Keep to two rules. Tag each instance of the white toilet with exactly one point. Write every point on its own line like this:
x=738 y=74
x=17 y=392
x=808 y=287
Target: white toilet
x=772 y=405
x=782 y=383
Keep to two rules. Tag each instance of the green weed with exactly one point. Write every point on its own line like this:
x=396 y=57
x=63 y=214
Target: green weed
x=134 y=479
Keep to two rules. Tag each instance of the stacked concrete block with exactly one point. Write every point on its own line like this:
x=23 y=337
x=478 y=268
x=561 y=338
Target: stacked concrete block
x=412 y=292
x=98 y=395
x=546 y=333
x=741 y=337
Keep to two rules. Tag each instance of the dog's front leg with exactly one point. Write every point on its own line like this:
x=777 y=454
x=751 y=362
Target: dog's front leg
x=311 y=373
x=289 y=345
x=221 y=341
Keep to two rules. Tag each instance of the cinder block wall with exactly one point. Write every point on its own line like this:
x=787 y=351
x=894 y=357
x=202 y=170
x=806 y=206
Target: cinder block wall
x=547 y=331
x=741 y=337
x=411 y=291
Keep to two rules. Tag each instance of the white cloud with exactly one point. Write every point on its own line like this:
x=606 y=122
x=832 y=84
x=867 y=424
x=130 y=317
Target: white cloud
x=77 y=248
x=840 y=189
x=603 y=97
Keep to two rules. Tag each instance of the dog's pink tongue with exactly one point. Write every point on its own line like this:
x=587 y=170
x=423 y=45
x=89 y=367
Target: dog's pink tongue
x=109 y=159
----
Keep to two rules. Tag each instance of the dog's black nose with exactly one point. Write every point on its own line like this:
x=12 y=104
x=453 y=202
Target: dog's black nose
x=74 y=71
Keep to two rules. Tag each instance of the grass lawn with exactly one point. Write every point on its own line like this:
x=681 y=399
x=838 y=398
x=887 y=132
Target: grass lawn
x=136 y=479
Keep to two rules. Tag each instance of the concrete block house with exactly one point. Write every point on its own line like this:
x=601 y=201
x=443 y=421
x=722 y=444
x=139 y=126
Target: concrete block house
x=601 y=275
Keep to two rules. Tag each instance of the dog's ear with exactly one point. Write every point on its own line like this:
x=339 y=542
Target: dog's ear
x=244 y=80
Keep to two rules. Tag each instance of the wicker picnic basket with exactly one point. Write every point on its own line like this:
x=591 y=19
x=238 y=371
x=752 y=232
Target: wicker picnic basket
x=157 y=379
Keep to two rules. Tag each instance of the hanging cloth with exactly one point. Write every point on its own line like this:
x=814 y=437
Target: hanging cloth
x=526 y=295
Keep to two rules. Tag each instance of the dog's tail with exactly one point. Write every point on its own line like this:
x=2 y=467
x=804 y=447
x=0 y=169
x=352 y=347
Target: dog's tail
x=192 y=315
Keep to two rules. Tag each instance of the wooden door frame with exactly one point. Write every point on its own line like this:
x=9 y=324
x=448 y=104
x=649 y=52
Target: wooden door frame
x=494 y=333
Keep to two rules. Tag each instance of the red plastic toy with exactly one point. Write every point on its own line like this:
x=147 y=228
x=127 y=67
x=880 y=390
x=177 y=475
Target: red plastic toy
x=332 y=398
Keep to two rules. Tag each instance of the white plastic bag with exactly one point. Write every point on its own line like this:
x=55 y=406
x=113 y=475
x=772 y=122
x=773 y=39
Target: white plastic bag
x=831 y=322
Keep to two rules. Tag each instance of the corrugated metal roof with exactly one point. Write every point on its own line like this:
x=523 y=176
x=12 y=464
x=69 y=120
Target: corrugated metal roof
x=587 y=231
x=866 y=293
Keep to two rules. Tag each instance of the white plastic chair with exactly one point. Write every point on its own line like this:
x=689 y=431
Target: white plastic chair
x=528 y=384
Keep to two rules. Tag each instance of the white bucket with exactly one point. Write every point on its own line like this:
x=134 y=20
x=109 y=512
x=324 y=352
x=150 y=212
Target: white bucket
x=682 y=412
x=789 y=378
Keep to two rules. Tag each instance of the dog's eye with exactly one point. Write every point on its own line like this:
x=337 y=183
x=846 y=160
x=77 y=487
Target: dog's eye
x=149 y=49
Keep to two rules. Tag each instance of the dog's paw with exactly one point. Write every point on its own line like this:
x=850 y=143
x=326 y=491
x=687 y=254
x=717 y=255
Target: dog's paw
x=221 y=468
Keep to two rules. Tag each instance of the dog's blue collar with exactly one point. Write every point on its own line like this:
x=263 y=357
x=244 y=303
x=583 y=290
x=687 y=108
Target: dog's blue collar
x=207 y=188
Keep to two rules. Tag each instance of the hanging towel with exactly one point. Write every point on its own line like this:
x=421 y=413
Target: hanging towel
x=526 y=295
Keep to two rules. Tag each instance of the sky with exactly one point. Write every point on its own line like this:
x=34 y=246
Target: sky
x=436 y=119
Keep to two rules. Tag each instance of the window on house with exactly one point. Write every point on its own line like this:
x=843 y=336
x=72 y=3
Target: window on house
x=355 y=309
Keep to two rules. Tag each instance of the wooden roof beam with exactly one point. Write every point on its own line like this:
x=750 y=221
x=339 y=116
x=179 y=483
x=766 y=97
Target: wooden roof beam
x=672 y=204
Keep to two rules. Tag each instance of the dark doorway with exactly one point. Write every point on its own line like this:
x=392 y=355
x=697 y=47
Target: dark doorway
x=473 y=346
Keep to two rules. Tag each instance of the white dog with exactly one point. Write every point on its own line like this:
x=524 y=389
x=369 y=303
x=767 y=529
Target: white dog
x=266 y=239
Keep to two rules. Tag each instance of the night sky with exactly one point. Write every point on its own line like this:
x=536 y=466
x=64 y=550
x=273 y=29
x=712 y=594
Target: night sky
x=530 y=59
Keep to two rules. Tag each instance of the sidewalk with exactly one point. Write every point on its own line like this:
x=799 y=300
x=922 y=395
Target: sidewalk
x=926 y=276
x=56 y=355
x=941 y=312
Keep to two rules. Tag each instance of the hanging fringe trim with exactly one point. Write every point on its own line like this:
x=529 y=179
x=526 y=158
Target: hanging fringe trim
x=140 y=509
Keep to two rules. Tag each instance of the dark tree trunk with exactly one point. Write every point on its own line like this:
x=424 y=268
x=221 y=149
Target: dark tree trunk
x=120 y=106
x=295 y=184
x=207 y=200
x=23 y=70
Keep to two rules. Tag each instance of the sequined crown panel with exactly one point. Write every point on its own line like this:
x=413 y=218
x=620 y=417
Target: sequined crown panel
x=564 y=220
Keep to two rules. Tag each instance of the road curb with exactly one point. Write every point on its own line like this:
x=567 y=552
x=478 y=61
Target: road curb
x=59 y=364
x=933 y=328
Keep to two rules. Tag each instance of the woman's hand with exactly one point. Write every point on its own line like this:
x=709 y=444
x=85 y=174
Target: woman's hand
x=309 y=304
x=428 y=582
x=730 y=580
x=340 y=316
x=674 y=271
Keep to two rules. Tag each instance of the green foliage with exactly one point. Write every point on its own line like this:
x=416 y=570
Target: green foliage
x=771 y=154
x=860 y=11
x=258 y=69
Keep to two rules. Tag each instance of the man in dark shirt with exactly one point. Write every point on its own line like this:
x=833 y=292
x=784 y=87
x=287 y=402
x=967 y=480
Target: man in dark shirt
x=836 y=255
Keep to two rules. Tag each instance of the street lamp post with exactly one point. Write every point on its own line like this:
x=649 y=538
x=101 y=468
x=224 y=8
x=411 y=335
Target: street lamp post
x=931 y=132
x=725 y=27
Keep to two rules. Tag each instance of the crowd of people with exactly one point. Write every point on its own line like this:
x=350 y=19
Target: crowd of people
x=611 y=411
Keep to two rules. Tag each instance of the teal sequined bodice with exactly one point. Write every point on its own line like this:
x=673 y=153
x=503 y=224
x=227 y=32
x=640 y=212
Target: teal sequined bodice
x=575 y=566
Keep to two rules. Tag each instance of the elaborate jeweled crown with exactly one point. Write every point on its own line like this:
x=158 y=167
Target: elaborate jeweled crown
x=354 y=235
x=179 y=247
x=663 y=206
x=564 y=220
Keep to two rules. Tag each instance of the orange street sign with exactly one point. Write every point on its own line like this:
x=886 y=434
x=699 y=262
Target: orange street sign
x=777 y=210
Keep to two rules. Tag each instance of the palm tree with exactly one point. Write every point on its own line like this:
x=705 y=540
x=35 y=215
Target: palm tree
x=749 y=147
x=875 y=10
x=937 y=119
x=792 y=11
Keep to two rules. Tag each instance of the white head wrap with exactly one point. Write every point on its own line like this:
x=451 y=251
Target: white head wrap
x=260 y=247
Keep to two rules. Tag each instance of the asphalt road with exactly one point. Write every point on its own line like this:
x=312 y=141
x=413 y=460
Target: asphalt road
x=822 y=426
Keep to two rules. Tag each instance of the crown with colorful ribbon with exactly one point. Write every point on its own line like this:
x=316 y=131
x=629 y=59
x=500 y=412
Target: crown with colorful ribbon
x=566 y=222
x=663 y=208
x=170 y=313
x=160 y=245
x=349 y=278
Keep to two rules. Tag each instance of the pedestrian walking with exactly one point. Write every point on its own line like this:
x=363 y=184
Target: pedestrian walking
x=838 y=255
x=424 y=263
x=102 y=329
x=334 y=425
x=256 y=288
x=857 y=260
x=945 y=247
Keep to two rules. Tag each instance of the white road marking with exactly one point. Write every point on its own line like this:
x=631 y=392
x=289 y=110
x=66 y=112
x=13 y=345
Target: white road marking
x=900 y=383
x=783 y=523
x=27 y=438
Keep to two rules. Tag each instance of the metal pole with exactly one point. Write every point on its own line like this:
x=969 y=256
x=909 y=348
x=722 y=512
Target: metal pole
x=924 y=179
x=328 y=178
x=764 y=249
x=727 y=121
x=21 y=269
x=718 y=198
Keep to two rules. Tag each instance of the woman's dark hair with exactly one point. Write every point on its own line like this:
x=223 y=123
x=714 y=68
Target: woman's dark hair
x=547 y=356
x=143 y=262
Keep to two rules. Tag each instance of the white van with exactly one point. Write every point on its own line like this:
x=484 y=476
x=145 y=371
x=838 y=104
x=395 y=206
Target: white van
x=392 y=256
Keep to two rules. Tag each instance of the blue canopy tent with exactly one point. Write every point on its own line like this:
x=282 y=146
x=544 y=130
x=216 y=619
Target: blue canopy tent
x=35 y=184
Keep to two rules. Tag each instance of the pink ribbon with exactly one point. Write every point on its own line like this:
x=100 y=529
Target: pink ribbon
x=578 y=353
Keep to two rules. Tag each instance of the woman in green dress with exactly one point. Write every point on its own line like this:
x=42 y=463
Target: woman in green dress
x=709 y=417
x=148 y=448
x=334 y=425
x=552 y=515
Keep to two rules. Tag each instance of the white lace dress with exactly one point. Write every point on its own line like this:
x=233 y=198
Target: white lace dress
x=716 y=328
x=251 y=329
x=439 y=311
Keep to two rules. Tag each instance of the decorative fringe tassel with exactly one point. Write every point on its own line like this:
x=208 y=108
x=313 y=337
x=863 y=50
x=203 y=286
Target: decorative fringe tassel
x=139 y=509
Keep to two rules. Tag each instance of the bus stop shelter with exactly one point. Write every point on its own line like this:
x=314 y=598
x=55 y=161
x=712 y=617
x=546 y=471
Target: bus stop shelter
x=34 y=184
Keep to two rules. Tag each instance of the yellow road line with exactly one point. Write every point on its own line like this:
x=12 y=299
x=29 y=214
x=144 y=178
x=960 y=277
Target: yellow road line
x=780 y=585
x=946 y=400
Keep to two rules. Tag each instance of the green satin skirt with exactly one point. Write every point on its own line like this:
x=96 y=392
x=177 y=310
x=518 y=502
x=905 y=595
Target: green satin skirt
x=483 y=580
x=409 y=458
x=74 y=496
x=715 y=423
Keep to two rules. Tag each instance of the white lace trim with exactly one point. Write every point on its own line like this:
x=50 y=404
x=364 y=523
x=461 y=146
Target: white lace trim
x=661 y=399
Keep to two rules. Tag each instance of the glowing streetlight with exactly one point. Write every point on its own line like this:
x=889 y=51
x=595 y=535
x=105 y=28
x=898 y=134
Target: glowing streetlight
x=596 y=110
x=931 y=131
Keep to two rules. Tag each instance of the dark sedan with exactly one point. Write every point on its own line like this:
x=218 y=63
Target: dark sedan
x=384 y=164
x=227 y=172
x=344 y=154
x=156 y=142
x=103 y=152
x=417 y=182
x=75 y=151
----
Rewrite the records between the line holding "Keep to two rules. Tag each instance of the wicker" and the line holding "x=192 y=315", inclusive, putting "Label" wherever "Target" stands and changing nothing else.

Keep to two rules. Tag each instance of the wicker picnic basket with exactly one point. Write every point on its own line like this:
x=591 y=19
x=238 y=371
x=752 y=232
Label: wicker picnic basket
x=157 y=379
Keep to two rules. Tag each instance of the hanging cloth with exactly one point. Write every point on its own line like this:
x=814 y=437
Label: hanging cloth
x=526 y=295
Keep to two rules. Tag each instance of the dog's tail with exactly one point. Write every point on its own line like this:
x=2 y=467
x=804 y=447
x=0 y=169
x=352 y=347
Label: dog's tail
x=192 y=315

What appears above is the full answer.